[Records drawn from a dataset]
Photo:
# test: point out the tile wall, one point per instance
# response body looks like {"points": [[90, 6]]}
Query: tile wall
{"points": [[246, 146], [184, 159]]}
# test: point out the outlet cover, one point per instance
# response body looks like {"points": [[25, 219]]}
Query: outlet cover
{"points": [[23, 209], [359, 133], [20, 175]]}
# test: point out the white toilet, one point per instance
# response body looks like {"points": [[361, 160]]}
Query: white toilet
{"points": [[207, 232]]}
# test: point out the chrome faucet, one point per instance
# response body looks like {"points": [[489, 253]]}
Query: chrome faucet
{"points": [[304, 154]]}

PROBLEM DESCRIPTION
Retrieve every line above holding the word "like".

OUTPUT OF THE EXERCISE
# response body looks like {"points": [[90, 6]]}
# response body looks like {"points": [[25, 219]]}
# response body looks like {"points": [[361, 160]]}
# response body looks like {"points": [[489, 253]]}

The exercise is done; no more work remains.